● **Provided data**:

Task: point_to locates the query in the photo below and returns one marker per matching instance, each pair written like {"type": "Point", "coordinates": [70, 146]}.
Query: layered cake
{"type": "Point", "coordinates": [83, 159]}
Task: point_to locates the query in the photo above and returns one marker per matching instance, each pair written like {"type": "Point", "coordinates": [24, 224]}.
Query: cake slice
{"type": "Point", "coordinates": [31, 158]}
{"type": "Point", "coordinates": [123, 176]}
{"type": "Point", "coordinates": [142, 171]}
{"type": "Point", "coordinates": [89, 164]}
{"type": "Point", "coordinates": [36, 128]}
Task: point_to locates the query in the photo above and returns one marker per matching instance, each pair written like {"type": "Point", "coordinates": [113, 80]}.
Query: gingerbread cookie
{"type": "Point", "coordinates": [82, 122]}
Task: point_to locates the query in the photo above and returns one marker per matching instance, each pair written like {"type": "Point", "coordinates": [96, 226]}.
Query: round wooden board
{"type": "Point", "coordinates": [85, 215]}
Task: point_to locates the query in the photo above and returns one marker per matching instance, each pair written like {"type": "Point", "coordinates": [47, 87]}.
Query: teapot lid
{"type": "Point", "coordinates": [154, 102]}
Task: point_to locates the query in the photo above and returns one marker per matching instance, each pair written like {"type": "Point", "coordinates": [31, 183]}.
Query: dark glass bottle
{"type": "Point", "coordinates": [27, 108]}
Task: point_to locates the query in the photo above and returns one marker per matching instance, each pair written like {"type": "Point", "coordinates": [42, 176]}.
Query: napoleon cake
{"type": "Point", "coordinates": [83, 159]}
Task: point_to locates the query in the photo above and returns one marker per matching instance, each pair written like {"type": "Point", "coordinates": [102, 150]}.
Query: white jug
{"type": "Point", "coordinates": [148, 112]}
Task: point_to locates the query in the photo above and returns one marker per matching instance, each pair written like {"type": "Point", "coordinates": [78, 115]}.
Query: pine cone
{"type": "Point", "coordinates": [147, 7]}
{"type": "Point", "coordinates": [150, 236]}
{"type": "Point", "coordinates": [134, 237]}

● **Requirements**: How many lines in the records above contain the word "cake"? Reply with the number alone.

● **Solution to the exercise**: 3